DIRECTIONS FOR THIS TASK
Can you edit the listing below so that "innermost point" reads "central point" everywhere, with every other line and word left unchanged? Leave the pictures out of the answer.

[Photo object pointing records]
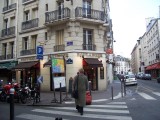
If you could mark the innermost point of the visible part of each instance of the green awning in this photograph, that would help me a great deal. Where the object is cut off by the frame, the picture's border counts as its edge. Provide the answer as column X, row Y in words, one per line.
column 8, row 65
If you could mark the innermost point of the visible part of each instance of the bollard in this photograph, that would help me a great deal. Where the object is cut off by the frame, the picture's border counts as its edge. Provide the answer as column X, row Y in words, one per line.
column 60, row 94
column 12, row 103
column 121, row 88
column 112, row 91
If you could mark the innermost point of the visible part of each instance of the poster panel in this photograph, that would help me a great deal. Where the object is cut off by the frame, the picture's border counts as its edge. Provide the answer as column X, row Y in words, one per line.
column 57, row 65
column 58, row 80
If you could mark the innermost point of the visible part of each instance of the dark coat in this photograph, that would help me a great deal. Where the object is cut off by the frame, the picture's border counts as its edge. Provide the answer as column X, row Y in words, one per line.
column 82, row 88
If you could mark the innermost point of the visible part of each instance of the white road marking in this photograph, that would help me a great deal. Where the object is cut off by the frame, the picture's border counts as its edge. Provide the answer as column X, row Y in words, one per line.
column 35, row 117
column 108, row 106
column 93, row 110
column 156, row 93
column 111, row 117
column 144, row 95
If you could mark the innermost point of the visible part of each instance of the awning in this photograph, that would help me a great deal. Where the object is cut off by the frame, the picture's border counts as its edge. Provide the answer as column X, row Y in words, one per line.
column 48, row 64
column 93, row 62
column 26, row 65
column 8, row 65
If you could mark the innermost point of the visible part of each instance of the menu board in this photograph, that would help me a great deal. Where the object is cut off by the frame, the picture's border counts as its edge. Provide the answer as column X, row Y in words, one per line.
column 58, row 80
column 57, row 65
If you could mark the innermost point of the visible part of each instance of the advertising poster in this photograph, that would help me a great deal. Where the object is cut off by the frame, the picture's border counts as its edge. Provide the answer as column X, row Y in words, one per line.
column 57, row 65
column 58, row 80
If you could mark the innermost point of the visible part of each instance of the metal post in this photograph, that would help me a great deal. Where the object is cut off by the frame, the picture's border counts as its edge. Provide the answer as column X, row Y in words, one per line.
column 121, row 88
column 124, row 87
column 112, row 91
column 12, row 103
column 60, row 94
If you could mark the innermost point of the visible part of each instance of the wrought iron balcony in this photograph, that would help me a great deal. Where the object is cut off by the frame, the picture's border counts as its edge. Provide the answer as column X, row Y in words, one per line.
column 28, row 52
column 10, row 56
column 8, row 31
column 59, row 48
column 89, row 47
column 90, row 14
column 57, row 15
column 3, row 57
column 10, row 7
column 30, row 24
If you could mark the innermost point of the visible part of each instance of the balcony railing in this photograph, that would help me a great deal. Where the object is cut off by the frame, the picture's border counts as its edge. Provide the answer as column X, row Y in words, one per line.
column 28, row 52
column 30, row 24
column 10, row 56
column 8, row 31
column 3, row 57
column 10, row 7
column 56, row 15
column 89, row 47
column 90, row 14
column 59, row 48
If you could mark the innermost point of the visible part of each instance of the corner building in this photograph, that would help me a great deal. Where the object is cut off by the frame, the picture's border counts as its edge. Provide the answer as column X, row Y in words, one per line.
column 70, row 29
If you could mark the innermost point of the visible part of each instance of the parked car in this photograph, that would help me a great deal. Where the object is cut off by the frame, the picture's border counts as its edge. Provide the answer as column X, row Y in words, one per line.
column 146, row 77
column 130, row 79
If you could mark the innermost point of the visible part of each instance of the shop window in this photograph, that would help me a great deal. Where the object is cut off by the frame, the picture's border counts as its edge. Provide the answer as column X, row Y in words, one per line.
column 102, row 73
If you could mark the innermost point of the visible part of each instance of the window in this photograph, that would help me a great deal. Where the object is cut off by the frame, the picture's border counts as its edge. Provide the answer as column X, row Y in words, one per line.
column 86, row 8
column 60, row 10
column 87, row 39
column 25, row 43
column 46, row 36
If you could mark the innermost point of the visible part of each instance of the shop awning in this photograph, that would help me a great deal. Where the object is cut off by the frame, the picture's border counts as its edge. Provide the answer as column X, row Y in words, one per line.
column 48, row 64
column 26, row 65
column 93, row 62
column 8, row 65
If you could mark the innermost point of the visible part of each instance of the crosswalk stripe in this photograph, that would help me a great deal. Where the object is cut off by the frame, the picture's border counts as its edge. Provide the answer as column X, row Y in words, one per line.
column 108, row 106
column 156, row 93
column 112, row 117
column 144, row 95
column 117, row 103
column 93, row 110
column 35, row 117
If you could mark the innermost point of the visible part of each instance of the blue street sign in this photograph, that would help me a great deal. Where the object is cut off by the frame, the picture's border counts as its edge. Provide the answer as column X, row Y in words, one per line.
column 40, row 52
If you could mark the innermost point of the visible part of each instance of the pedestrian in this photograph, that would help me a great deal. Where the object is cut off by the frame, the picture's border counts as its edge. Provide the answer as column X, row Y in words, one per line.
column 81, row 82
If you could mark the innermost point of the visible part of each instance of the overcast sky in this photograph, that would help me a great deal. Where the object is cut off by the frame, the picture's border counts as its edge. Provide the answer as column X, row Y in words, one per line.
column 128, row 19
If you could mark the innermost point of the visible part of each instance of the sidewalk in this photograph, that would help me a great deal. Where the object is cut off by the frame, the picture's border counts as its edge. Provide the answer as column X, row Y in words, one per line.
column 47, row 98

RESULT OF THE EXERCISE
If you could mark the central point of the visible part of each instance of the green awning in this photograph, that would help me a great deal. Where the object is cut off by the frame, the picture's border counts as its edge. Provide the answer as column X, row Y in words, one per line.
column 8, row 65
If you could mark the central point of the visible part of each instance of the bollard in this photograph, that would help me a great deal. Where the object is cut off by the frame, the picture's border counts as its edge. Provide the answer as column X, row Y in words, one per line.
column 60, row 94
column 12, row 103
column 121, row 88
column 112, row 91
If you could mark the central point of the visible part of each instance of the poster panel in this photograph, that would help me a great deal. Where the object is cut off by the frame, the picture's border counts as its edge. Provide the answer as column X, row Y in words, one per line.
column 57, row 65
column 58, row 80
If you could mark the central point of the visible part of each instance of the dark coat in this photograph, that would help me a great deal. Where the object is cut off by the frame, the picture's border counts as its edge. Provide the answer as column X, row Y in words, one per line.
column 82, row 88
If you could mark the central point of the visible part of each instance of the white road marking in this photograph, that would help me a great deal. Where the object is cut off by the frame, the picture's border counts as its edge. Provide the answer as column X, row Y in words, one per line.
column 35, row 117
column 108, row 106
column 93, row 110
column 156, row 93
column 111, row 117
column 144, row 95
If you could mark the central point of the visible part of each instance of the awning in this photograph, that would help me a great deal. Where the object is cut off by the frame, the picture's border counts as its edge. Provide the answer as column X, row Y in words, one per line.
column 48, row 64
column 93, row 62
column 26, row 65
column 8, row 65
If you could mark the central point of the visible part of each instance of the menu board in this photograph, that would help me a great deal. Where the object is cut off by the frame, the picture's border counts as its edge. Provide the answer as column X, row Y in words, one per line.
column 58, row 80
column 57, row 65
If you could mark the central point of the visible part of each instance of the advertising poster in this photograph, that would help me a great deal. Where the object is cut off by the frame, the picture's border counts as its edge. Provide the answer as column X, row Y in words, one per line.
column 57, row 65
column 58, row 80
If you could mark the central point of the visible part of each instance of the metal post in this photograph, that would help me a great deal. Where the object is cut off by the frame, the picture's border counts as its edge. Provide the answer as column X, row Y in words, one per line.
column 121, row 88
column 124, row 87
column 112, row 91
column 12, row 103
column 60, row 94
If you could mark the central point of the visible part of each instance of the wrought iron balcony in this photograph, that would help me a great deal. Where the object is cut off by the frame, the picture's border counts as its edge. Provide the answer as column X, row Y in words, one per line.
column 28, row 52
column 10, row 56
column 8, row 31
column 59, row 48
column 89, row 47
column 90, row 14
column 57, row 15
column 3, row 57
column 10, row 7
column 30, row 24
If you could mark the central point of the visible part of each instance of the balcony railing in this photograph, that would help me a great deal. Where the object is cut off by the frame, the picture's border counts as its edge. Provide the answer as column X, row Y in words, one per line.
column 28, row 52
column 30, row 24
column 10, row 56
column 8, row 31
column 3, row 57
column 10, row 7
column 56, row 15
column 89, row 47
column 90, row 14
column 59, row 48
If you could mark the central point of the visible part of each instance of the corner building in this photograph, that would help me a great deal. Where the object is cut off by the frame, the picture's border counts as its edge. Provide the answer as column X, row Y in words, one per line.
column 70, row 29
If you could mark the central point of the visible part of each instance of the parked car in this photograph, that would help me a great deal. Where the object is cut off by the frame, the picture's border counts as its edge. Provide the answer as column X, row Y in words, one per line.
column 146, row 77
column 130, row 79
If you could mark the central point of the visible part of each instance of the shop window in this photograph, that would help me a great deal. Where the object is cut off by the frame, the picture's border counts as its edge. Provide the answer as column X, row Y in words, one per line.
column 102, row 73
If you could mark the central point of the visible part of each instance of the window in this photograph, that would help me a great deal. Where the object is cut off by the frame, the picture's border counts as its edge. Provide the answer as column X, row Y in words, one per line.
column 86, row 8
column 60, row 10
column 87, row 39
column 25, row 43
column 46, row 36
If you could mark the central point of the visible part of each instance of the shop awning in this photograph, that would help me a great deal. Where the object is cut off by the frame, the picture's border counts as its edge. Provide the answer as column X, row Y in words, one per line.
column 48, row 64
column 26, row 65
column 93, row 62
column 8, row 65
If you could mark the central point of the visible part of each instance of the crosswalk stripe in this photograph, that would help me a great deal. Where the object is cut off by the frame, the picture's border counts as its edge. Provide the answer as column X, row Y in words, one per line.
column 108, row 106
column 156, row 93
column 112, row 117
column 144, row 95
column 117, row 103
column 93, row 110
column 35, row 117
If you could mark the central point of the visible part of each instance of the blue street sign in this photograph, that would help me a great deal. Where the object is cut off by the frame, the picture's border counts as its edge. Provide the answer as column X, row Y in words, one per line.
column 40, row 52
If you could mark the central point of the visible part of each instance of the pedestrian in this photograph, that would help me a great deal. Where the object is cut off by the frame, the picture's border counts as its edge. Provide the answer as column X, row Y in words, one per line.
column 81, row 82
If you could mark the central point of the visible part of each instance of the overcast sky in this photograph, that would help me a great deal. Where the object is cut off by the frame, the picture's border counts as its edge. Provide the answer as column X, row Y in words, one per line.
column 128, row 19
If you could mark the central point of the visible part of each instance of the sidewalk in this photograph, that would help me a great deal. Where the object is cut off by the frame, the picture's border counts as its edge. Provide the answer as column X, row Y in words, one per line.
column 47, row 98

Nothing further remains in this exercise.